■ **Task statement**
All lines in the data that hold the word "tree" need copying.

*** Begin section ***

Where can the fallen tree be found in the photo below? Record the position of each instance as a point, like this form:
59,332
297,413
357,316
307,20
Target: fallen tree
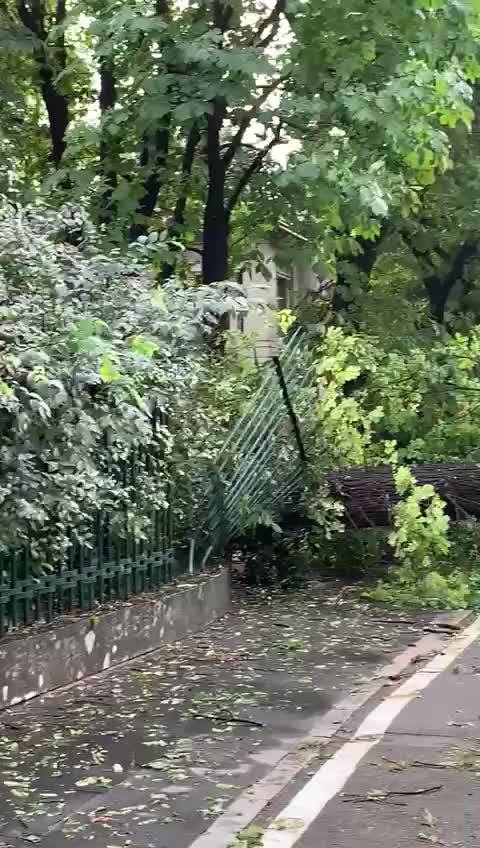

*** End section ***

■ **Response to the exercise**
Where can the fallen tree be found in the photo below? Record the position of each instance as a point, like this form:
Target: fallen tree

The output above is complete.